Top of GIVEN PASSAGE
Auto/Biography Review
Call for Papers
We are currently inviting papers for Auto/Biography Review. We are pleased to announce that, from 2021, Auto/Biography Review will operate a rolling article submission for two electronic issues per year. Submissions will be blind peer reviewed by at least two experienced scholars.
This longstanding publication of the Auto/Biography Study Group is sociologically orientated but welcomes contributions from a range of intersecting disciplines, and fields, including but not restricted to sociology, history, geography, law and politics, psychology, health and healthcare, youth and social work, education, work and employment, business and management, literary criticism, and the arts. In the coming year we are particularly interested in publishing works on lockdown moments and the unheard voices of the COVID-19 pandemic, and those which adopt creative new approaches or new topics of contemporary relevance.
- Call for Papers
- For inquiries email Carly Stewart at the journal.
Sample Papers
- Auto/Biography Review 2019, Article 2 - Childhood and risk (Julie Greer, University of Southampton)
Bottom of GIVEN PASSAGE
Top of SOURCE INFORMATION
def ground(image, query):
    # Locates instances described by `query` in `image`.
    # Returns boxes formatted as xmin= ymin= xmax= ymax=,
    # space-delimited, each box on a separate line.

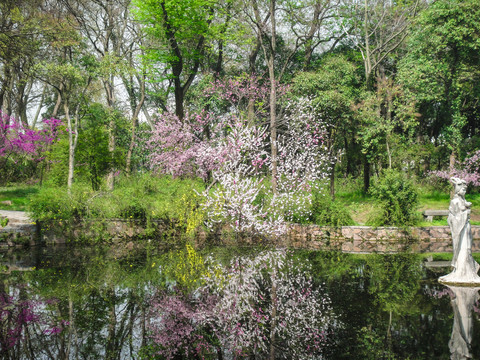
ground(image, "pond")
xmin=0 ymin=246 xmax=480 ymax=359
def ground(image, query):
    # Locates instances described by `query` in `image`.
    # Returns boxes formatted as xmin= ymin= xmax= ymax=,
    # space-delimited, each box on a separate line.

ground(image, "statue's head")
xmin=450 ymin=177 xmax=467 ymax=195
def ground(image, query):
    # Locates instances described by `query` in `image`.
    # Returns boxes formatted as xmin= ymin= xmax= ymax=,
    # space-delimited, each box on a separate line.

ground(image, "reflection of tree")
xmin=151 ymin=251 xmax=334 ymax=359
xmin=448 ymin=286 xmax=480 ymax=360
xmin=0 ymin=248 xmax=158 ymax=359
xmin=367 ymin=253 xmax=421 ymax=349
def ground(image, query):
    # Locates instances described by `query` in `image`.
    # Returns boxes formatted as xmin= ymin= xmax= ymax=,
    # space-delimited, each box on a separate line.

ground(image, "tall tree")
xmin=134 ymin=0 xmax=219 ymax=119
xmin=61 ymin=0 xmax=130 ymax=190
xmin=344 ymin=0 xmax=420 ymax=191
xmin=400 ymin=0 xmax=480 ymax=167
xmin=244 ymin=0 xmax=344 ymax=193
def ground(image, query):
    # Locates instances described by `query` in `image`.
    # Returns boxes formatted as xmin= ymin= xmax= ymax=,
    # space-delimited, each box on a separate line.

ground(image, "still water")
xmin=0 ymin=243 xmax=480 ymax=359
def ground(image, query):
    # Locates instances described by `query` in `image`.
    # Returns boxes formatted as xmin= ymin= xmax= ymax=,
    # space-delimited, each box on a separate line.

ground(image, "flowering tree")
xmin=147 ymin=113 xmax=229 ymax=180
xmin=151 ymin=251 xmax=333 ymax=359
xmin=430 ymin=150 xmax=480 ymax=186
xmin=0 ymin=111 xmax=61 ymax=183
xmin=148 ymin=78 xmax=332 ymax=235
xmin=203 ymin=99 xmax=330 ymax=235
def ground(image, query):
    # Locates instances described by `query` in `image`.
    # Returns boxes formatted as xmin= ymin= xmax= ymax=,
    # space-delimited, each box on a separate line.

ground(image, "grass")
xmin=0 ymin=176 xmax=480 ymax=226
xmin=0 ymin=184 xmax=39 ymax=211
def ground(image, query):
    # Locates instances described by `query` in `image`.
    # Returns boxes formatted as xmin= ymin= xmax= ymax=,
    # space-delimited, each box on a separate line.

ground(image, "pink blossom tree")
xmin=430 ymin=150 xmax=480 ymax=186
xmin=203 ymin=99 xmax=330 ymax=236
xmin=148 ymin=78 xmax=331 ymax=235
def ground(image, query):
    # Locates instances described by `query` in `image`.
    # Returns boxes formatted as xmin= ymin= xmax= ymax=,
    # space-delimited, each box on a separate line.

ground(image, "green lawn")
xmin=0 ymin=185 xmax=38 ymax=211
xmin=0 ymin=184 xmax=480 ymax=226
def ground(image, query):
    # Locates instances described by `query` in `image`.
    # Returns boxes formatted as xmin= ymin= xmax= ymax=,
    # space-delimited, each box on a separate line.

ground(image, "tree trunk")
xmin=65 ymin=101 xmax=77 ymax=193
xmin=363 ymin=155 xmax=370 ymax=193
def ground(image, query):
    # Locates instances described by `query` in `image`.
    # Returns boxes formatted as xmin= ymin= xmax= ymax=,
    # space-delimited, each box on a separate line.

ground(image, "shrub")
xmin=312 ymin=193 xmax=354 ymax=227
xmin=370 ymin=169 xmax=418 ymax=226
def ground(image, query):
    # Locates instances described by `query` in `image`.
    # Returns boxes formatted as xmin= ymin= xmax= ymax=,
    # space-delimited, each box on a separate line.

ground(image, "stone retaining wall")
xmin=279 ymin=225 xmax=480 ymax=253
xmin=3 ymin=219 xmax=480 ymax=253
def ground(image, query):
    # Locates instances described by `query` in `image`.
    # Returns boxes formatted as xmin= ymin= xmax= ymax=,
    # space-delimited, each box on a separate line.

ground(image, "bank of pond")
xmin=0 ymin=244 xmax=480 ymax=359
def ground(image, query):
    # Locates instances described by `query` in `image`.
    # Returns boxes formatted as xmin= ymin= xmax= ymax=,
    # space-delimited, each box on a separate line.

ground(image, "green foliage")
xmin=370 ymin=169 xmax=418 ymax=226
xmin=398 ymin=0 xmax=480 ymax=155
xmin=0 ymin=184 xmax=38 ymax=211
xmin=28 ymin=185 xmax=92 ymax=223
xmin=28 ymin=174 xmax=203 ymax=242
xmin=46 ymin=103 xmax=130 ymax=190
xmin=312 ymin=192 xmax=354 ymax=227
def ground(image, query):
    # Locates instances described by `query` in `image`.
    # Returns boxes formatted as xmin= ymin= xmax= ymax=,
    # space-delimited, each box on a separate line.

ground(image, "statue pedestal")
xmin=438 ymin=177 xmax=480 ymax=286
xmin=438 ymin=273 xmax=480 ymax=287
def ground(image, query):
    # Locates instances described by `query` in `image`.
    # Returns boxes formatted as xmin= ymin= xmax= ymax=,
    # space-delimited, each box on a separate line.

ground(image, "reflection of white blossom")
xmin=203 ymin=251 xmax=333 ymax=359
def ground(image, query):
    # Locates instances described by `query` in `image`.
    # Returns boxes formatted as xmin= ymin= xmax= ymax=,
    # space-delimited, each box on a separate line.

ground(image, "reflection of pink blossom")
xmin=150 ymin=250 xmax=334 ymax=359
xmin=425 ymin=287 xmax=455 ymax=299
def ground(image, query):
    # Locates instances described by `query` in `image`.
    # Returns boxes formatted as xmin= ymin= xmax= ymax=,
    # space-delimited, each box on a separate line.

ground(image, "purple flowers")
xmin=0 ymin=111 xmax=61 ymax=161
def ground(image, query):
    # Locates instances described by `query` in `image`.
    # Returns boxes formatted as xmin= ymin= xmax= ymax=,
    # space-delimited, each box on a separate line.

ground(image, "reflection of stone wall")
xmin=281 ymin=225 xmax=480 ymax=253
xmin=9 ymin=219 xmax=480 ymax=253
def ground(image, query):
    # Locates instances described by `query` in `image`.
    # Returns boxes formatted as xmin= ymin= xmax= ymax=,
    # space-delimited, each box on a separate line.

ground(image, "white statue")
xmin=439 ymin=177 xmax=480 ymax=285
xmin=448 ymin=286 xmax=480 ymax=360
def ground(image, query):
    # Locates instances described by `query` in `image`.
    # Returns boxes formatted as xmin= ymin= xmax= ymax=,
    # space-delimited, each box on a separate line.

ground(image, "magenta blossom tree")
xmin=0 ymin=111 xmax=61 ymax=180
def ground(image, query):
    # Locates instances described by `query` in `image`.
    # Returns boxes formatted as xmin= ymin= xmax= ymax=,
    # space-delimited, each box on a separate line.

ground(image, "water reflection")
xmin=0 ymin=247 xmax=480 ymax=360
xmin=448 ymin=286 xmax=480 ymax=360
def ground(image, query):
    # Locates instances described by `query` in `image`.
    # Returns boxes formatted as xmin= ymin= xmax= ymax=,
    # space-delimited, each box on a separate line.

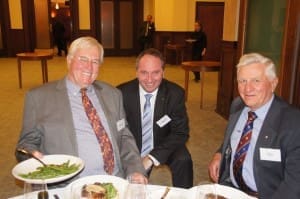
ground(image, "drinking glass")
xmin=71 ymin=183 xmax=93 ymax=199
xmin=24 ymin=182 xmax=49 ymax=199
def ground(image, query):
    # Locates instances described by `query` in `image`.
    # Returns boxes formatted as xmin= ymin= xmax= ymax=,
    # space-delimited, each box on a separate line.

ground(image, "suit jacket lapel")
xmin=254 ymin=96 xmax=282 ymax=160
xmin=153 ymin=80 xmax=167 ymax=138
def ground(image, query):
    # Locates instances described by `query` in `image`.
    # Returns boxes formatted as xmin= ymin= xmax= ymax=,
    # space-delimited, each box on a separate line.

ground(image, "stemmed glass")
xmin=195 ymin=181 xmax=218 ymax=199
xmin=24 ymin=182 xmax=49 ymax=199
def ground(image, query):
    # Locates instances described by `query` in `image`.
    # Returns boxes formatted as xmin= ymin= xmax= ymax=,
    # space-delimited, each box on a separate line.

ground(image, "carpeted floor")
xmin=0 ymin=54 xmax=226 ymax=198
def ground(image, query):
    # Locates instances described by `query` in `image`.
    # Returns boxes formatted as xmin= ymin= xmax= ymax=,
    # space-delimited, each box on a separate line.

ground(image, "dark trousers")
xmin=192 ymin=54 xmax=202 ymax=81
xmin=149 ymin=146 xmax=194 ymax=188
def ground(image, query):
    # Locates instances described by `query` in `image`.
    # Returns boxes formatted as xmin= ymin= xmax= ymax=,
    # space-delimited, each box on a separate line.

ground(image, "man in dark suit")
xmin=139 ymin=15 xmax=155 ymax=52
xmin=209 ymin=53 xmax=300 ymax=199
xmin=118 ymin=48 xmax=193 ymax=188
xmin=16 ymin=37 xmax=147 ymax=183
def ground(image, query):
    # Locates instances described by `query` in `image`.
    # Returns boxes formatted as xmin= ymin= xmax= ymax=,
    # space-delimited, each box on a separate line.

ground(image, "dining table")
xmin=8 ymin=184 xmax=257 ymax=199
Bottom of SOURCE INFORMATION
◆ **EXERCISE INSTRUCTIONS**:
[A] Rewrite the paragraph of the Auto/Biography Review page that begins "This longstanding publication" as a short bulleted list that keeps its main facts.
[B] Write the next part of the Auto/Biography Review page, picking up right after its last line.

◆ **WRITTEN RESPONSES**:
[A]
- The journal is a longstanding publication of the Auto/Biography Study Group.
- It is sociologically oriented but welcomes work from many intersecting disciplines and fields. These include sociology, history, geography, law and politics, psychology, health and healthcare, youth and social work, education, work and employment, business and management, literary criticism, and the arts.
- In the coming year it especially wants:
  - work on lockdown moments and the unheard voices of the COVID-19 pandemic
  - work that takes creative new approaches or covers new topics of current relevance

[B]
- Auto/Biography Review 2019, Article 3 - Loved by children and derided by the high-minded: Understanding Enid Blyton and her appeal (Jenny Byrne, University of Southampton)
- Auto/Biography Review 2019, Article 4 - Reflections on re/membering childhood in the making of an autobiographical text (Jackie Goode, Loughborough University)
- Auto/Biography Review 2019, Article 5 - “Slightly Severely Injured”: childhood trauma, the family and sociology in L. P. Hartley’s The Go-Between (Michael Erben, University of Southampton)
- Auto/Biography Review 2019, Article 6 - Seasons of Hope: intergenerational ‘storylistening’ among demobilised guerrilla in Colombia (Mathew Charles, El Rosario University, Bogotá, Colombia & Karen Fowler-Watt, Bournemouth University)
- Auto/Biography Review 2019, Article 7 - Stories of swimming and the embodied self in a three-dimensional narrative inquiry of transgender swimming experience (Carly Stewart, Bournemouth University)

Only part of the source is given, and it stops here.